Exercise directions
Write out word for word each line from the top of the material through the line that has "FIND: bald head". Pictures do not go in.

Material for this task
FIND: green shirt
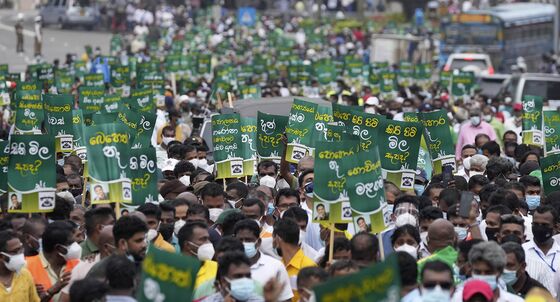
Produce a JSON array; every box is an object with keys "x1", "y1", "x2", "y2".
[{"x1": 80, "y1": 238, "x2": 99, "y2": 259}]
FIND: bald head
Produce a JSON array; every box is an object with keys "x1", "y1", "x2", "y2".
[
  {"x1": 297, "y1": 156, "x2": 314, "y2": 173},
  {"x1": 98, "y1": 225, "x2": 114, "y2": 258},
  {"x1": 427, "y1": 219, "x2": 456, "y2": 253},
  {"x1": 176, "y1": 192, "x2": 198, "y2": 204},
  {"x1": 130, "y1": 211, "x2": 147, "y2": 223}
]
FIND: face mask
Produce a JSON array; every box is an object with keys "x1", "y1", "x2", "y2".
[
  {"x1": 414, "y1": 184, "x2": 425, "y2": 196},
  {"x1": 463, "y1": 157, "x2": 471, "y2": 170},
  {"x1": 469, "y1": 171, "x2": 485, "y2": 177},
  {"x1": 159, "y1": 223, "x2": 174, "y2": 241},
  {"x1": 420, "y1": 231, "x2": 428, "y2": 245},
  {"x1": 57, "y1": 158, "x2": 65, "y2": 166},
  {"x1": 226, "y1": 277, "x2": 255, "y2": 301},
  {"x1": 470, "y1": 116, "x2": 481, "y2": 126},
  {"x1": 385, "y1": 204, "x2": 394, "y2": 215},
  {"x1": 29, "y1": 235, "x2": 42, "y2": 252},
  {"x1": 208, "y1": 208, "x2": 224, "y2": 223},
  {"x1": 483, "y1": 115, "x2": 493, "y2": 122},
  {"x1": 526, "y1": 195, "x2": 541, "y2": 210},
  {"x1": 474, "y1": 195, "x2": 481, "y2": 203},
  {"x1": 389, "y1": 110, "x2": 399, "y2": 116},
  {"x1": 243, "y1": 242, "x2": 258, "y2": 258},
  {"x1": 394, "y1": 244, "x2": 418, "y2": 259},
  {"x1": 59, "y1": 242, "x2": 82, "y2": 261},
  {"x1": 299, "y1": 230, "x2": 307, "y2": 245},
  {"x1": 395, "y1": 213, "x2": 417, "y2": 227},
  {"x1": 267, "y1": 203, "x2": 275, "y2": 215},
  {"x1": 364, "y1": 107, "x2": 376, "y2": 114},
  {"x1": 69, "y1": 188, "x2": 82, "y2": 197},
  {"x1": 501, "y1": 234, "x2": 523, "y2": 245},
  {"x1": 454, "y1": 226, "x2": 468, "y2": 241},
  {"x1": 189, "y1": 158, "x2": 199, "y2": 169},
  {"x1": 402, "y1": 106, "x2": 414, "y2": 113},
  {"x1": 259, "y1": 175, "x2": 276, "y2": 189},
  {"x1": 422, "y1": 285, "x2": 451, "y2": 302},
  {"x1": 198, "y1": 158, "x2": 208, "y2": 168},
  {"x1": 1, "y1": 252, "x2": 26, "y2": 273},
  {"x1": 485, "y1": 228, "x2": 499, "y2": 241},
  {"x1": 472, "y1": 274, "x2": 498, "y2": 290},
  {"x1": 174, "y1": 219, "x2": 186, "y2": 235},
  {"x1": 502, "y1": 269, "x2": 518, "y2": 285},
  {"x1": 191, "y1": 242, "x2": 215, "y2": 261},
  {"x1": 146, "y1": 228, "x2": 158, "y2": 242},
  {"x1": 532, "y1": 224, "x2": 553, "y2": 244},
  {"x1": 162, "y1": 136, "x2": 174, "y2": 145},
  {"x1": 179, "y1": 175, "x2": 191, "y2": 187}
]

Exercise answer
FIND: green shirt
Produce a JSON array; every box is an object with keys "x1", "y1", "x2", "y2".
[{"x1": 80, "y1": 238, "x2": 99, "y2": 259}]
FIND: bald head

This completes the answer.